:: Kutipan ::
===

1.2  Rumusan Masalah
1.2.1        Apakah pengertian wakyu dan akal secara umum?
1.2.2        Bagaimanakah konsep wahyu dan akal menurut berbagai aliran (Syi’ah, Khawarij, Murji’ah, Jabariyah, Qadariyah, Mu’tazilah, Asy’ariyah, dan Maturidiyah)?
1.3  Tujuan
1.3.1        Untuk mengetahui pengertian wahyu dan akal secara umum.
1.3.2        Untuk mengetahui konsep wahyu dan akal menurut berbagai aliran (Syi’ah, Khawarij, Murji’ah, Jabariyah, Qadariyah, Mu’tazilah, Asy’ariyah, dan Maturidiyah).


BAB II
PEMBAHASAN

2.1  Pengertian Wahyu dan Akal
Dikatakan “wahaitu ilaihi” atau “auhaitu” bila kita berbicara kepada seseorang agar tidak diketahui orang lain. Wahyu adalah isyarat yang cepat. Itu terjadi melalui pembicaraan berupa rumus dan lambang, dan terkadang melalui suara semata, dan terkadang pula melalui isyarat dengan anggota badan (Syaikh Abu Isma’il Ash-Shabuni (373H – 449 H)(Nasution,1919:89).
Al-wahyu adalah kata masdar/infinitif, dan materi kata itu menunjukkan dua dasar, yaitu tersembunyi dan cepat. Oleh sebab itu, maka dikatakan bahwa wahyu adalah pemberitahuan secara tersembunyi dan cepat yang khusus diberikan kepada orang yang diberitahu tanpa diketahui orang lain. Inilah pengertian masdarnya. Tetapi, kadang-kadang juga bahwa yang dimaksudkan adalah al-muha, yaitu penger tian isim maf’ul yang diwahyukan (Syaikh Abu Isma’il Ash-Shabuni (373H – 449 H) (Nasution, 1919:89).

2.1.1        Pengertian wahyu dalam arti bahasa
Menurut bahasa (lughah), kata wahyu berasal dari bahasa Arab al-wahy yang memiliki beberapa arti, di antaranya; suara, tulisan isyarat, bisikan, paham dan juga api. Ttp ada juga yang mengartikan bisikan  yang tersembunyi dan cepat (Syaikh Abu Isma’il Ash-Shabuni (373H – 449 H)).
Sedang wahyu Allah kepada para nabi-Nya secara syar’i mereka definisikan sebagai kalam Allah yang diturunkan kepada seorang nabi. Definisi ini menggunakan pengertian maf’ul, yaitu Al Muha (yang diwahyukan). Ustad Muhammad Abduh (1849M-1905M) mendefinisikan wahyu di dalam Risalatut Tauhid adalah pengetahuan yang didapat oleh seseorang dari dalam dirinya dengan disertai keyakinan bahwa pengetahuan itu datang dari Allah, melalui perantara ataupun tidak. Yang pertama melalui suara yang menjelma dalam telinganya atau tanpa suara sama sekali(Hanafi,1980:59) .

===

:: Tujuan 1 ::
Salin ulang bagian kutipan tentang wahyu dan akal, mulai dari "1.2  Rumusan Masalah" terus ke bawah sampai "Asy’ariyah, dan Maturidiyah).".
:: Tujuan 2 ::
Jawablah pertanyaan di bawah ini berdasarkan kutipan tentang wahyu dan akal.
(a) Dua dasar apa yang ditunjukkan oleh materi kata al-wahyu?
(b) Di dalam kitab apa Muhammad Abduh mendefinisikan wahyu?
(c) Apa saja arti kata al-wahy menurut bahasa?
:: Tujuan 3 ::
Tuliskan lanjutan kutipan tentang wahyu dan akal, dimulai sesudah kalimat terakhirnya.
Baris-baris di bawah ini berasal dari sumber lain, bukan dari kutipan tentang wahyu dan akal.

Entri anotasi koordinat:
===

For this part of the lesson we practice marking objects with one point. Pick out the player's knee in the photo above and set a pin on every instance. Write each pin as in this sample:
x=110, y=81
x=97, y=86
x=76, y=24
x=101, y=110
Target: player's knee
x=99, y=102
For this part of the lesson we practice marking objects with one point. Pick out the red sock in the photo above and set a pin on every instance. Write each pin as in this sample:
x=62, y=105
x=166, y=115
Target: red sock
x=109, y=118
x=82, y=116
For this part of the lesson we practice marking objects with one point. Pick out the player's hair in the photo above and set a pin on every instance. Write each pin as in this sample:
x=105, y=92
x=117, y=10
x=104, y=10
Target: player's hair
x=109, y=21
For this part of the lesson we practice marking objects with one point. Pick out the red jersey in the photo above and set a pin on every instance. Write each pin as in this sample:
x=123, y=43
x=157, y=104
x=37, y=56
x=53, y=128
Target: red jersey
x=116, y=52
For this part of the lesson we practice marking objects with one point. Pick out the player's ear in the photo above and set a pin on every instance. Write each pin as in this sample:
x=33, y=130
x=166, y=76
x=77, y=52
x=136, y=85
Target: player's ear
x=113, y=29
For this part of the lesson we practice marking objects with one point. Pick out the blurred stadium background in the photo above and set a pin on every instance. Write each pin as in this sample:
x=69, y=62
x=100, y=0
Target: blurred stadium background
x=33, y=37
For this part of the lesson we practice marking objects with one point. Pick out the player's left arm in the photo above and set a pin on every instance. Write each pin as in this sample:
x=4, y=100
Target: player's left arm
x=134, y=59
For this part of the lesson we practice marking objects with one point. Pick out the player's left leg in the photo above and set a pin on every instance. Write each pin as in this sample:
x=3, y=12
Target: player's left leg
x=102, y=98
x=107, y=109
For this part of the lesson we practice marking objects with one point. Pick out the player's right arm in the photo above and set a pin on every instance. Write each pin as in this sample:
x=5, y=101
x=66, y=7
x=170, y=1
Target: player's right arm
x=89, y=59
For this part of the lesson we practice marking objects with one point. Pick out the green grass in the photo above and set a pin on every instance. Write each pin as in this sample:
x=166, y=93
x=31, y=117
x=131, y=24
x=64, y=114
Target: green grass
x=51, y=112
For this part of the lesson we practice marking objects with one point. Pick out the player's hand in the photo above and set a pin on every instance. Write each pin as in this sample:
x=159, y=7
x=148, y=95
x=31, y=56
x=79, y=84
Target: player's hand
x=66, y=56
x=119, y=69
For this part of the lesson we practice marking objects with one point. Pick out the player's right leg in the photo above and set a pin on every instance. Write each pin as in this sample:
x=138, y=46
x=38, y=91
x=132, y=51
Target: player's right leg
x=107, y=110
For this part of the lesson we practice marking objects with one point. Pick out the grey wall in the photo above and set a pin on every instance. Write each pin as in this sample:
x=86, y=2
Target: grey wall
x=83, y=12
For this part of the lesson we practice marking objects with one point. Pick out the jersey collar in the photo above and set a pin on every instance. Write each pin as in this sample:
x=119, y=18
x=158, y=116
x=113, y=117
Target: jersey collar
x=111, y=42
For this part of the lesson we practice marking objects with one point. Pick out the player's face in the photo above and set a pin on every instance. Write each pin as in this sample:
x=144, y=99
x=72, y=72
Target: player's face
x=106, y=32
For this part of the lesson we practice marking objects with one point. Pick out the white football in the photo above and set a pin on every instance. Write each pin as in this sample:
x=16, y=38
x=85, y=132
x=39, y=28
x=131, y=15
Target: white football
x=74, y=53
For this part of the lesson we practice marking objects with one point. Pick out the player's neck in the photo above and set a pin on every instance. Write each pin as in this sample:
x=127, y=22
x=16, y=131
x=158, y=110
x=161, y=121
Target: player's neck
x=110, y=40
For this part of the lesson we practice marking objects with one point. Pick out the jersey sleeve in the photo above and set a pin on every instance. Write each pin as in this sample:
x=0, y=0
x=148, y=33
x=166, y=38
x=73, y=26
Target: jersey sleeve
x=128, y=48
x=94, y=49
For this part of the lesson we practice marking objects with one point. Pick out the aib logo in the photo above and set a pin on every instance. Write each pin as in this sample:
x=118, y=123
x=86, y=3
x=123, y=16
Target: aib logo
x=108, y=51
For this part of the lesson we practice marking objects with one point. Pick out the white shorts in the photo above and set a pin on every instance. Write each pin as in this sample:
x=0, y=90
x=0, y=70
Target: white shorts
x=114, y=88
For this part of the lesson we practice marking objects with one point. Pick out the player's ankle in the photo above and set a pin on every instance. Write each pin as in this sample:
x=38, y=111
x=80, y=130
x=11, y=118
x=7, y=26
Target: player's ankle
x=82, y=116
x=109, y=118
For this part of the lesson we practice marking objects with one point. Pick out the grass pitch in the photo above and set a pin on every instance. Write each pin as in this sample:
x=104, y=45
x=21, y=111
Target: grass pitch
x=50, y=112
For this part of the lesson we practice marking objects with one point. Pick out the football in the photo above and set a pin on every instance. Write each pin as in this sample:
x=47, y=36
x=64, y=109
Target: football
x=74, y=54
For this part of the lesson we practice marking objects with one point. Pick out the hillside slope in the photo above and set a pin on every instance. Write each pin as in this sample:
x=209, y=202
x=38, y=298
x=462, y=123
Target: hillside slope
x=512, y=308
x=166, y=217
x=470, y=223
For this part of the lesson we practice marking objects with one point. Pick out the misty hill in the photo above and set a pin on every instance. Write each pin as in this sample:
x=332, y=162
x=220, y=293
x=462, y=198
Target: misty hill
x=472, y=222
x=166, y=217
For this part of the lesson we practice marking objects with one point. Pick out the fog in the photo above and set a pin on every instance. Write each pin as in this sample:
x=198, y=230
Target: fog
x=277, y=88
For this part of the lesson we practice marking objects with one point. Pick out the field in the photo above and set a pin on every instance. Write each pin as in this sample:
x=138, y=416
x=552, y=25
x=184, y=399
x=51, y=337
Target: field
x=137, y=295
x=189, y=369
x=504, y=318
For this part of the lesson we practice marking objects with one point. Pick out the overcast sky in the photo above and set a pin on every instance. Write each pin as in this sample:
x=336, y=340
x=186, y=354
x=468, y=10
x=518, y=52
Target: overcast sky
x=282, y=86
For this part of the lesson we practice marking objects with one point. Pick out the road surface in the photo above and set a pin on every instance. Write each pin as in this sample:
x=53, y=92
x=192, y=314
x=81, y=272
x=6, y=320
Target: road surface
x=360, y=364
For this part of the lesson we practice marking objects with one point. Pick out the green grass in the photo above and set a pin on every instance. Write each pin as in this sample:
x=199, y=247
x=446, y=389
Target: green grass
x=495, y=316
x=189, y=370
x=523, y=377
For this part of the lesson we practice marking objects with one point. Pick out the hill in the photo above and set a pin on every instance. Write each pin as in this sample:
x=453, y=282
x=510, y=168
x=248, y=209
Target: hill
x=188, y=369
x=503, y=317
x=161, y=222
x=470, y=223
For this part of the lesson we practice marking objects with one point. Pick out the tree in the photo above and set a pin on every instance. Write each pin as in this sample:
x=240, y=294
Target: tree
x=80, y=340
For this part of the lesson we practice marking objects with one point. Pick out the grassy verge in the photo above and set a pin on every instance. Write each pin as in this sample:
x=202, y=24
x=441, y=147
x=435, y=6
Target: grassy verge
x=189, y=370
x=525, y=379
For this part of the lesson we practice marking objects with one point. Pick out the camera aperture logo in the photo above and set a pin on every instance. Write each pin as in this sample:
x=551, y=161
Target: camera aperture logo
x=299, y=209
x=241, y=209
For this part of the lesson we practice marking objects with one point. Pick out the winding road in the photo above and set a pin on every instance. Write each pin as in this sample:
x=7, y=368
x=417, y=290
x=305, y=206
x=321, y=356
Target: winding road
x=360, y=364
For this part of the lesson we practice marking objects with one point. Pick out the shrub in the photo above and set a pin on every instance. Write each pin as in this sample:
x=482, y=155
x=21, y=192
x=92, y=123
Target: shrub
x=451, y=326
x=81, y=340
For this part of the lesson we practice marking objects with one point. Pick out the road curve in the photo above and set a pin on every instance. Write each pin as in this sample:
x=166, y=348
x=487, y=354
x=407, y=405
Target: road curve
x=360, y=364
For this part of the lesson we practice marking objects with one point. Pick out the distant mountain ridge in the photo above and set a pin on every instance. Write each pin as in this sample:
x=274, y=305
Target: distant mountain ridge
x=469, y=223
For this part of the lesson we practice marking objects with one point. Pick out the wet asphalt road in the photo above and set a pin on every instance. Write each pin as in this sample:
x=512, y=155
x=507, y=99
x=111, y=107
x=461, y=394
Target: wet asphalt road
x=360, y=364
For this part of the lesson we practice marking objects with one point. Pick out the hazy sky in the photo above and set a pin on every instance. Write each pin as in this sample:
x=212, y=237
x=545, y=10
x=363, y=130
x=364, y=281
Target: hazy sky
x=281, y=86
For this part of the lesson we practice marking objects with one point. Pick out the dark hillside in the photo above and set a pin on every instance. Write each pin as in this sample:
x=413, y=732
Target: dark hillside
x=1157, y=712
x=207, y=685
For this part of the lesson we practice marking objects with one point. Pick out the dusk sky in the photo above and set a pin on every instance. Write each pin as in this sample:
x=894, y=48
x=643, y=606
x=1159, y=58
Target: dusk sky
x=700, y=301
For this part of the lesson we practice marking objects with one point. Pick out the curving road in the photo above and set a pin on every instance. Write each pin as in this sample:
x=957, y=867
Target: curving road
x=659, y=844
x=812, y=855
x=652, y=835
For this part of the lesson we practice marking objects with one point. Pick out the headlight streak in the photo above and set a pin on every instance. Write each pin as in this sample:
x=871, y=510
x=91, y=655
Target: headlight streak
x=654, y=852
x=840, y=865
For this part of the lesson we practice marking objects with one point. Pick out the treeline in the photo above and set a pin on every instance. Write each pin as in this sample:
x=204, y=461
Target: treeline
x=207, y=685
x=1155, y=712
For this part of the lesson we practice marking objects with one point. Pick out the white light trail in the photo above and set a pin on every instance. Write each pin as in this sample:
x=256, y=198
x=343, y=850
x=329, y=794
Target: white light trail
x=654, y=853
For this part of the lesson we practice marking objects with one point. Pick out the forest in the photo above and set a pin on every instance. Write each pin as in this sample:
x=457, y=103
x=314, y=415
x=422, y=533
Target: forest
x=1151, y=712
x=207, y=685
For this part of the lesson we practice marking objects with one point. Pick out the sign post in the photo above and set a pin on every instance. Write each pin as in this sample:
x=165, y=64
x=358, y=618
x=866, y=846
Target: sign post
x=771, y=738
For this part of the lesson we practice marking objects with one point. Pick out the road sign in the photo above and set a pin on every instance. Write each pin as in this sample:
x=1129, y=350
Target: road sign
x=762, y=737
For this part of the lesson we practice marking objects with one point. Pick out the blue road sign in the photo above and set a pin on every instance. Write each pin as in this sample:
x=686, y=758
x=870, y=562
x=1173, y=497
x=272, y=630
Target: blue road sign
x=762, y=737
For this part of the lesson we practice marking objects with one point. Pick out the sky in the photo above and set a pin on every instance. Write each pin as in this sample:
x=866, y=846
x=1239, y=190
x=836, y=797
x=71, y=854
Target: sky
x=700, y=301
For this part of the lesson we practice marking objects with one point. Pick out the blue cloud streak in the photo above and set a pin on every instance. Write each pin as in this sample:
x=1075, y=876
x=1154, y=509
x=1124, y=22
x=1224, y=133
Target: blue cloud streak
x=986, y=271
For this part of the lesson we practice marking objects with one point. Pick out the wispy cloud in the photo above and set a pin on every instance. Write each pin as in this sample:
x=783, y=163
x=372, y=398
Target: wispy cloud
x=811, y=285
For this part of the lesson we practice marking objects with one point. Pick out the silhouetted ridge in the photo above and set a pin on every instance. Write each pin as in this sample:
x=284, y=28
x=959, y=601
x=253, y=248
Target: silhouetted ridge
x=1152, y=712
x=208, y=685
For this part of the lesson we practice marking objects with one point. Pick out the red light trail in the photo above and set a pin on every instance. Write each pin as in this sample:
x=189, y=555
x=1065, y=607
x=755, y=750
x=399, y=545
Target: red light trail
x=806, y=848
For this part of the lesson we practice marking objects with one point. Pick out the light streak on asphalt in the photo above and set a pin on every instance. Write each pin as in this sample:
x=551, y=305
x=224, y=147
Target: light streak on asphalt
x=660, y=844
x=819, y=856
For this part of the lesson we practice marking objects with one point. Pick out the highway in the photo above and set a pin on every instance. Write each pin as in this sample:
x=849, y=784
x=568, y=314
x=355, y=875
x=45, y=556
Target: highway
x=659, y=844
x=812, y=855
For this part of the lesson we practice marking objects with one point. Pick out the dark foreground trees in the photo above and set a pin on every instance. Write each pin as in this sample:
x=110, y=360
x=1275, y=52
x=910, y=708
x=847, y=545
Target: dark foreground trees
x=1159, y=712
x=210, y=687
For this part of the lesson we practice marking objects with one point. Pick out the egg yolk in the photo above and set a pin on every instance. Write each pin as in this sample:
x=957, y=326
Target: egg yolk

===

:: Jawaban tugas 1 ::
1.2  Rumusan Masalah
1.2.1        Apakah pengertian wakyu dan akal secara umum?
1.2.2        Bagaimanakah konsep wahyu dan akal menurut berbagai aliran (Syi’ah, Khawarij, Murji’ah, Jabariyah, Qadariyah, Mu’tazilah, Asy’ariyah, dan Maturidiyah)?
1.3  Tujuan
1.3.1        Untuk mengetahui pengertian wahyu dan akal secara umum.
1.3.2        Untuk mengetahui konsep wahyu dan akal menurut berbagai aliran (Syi’ah, Khawarij, Murji’ah, Jabariyah, Qadariyah, Mu’tazilah, Asy’ariyah, dan Maturidiyah).

:: Jawaban tugas 2 ::
(a) Tersembunyi dan cepat.
(b) Risalatut Tauhid.
(c) Suara, tulisan isyarat, bisikan, paham, dan api.

:: Jawaban tugas 3 ::
Dengan demikian, pengertian wahyu secara etimologis  adalah : penyampaian sabda tuhan kepada manusia piihan-nya tanpa diketahui orang lain, agar diteruskan kepada umat manusia untuk dijadikan sebagai pegangan hidup baik di dunia maupun di akhirat kelak (Syaikh Abu Isma’il Ash-Shabuni (373H – 449 H) (Hanafi, 1980: 59).

2.1.2        Pengertian Wahyu Secara Istilah
Pemberitahuan Allah SWT kepada hambanya yang terpilih mengenai segala sesuatu yang ia kehendaki untuk dikemukakannya, baik berupa petunjuk atau ilmu, namun penyampaiannya secara rahasia dan tersembunyi serta tidak terjadi pada manusia biasa(Hanafi,1980: 60).

2.1.3        Pengertian Akal
Akal adalah merupakan modal yang dimiliki manusia yang tidak dimiliki oleh hewan serta tumbuhan yang berfungsi untuk berfikir, merenung,serta aktifitas abstrak lainnya(Hanafi, 1987:98).
Akal menjembatani manusia untuk mengenal Tuhan-Nya. Kadang untuk mengenal Tuhan manusia memerlukan suatu proses yang disebut pengalaman Spiritual. Pengalaman Spiritual biasanya bersifat meyakinkan akal maupun hati itu sendiri(Hanafi,1987: 98).
Adapun kekuatan akal antara lain :
v  Mengetahui tuhan dan sifat-sifatnya.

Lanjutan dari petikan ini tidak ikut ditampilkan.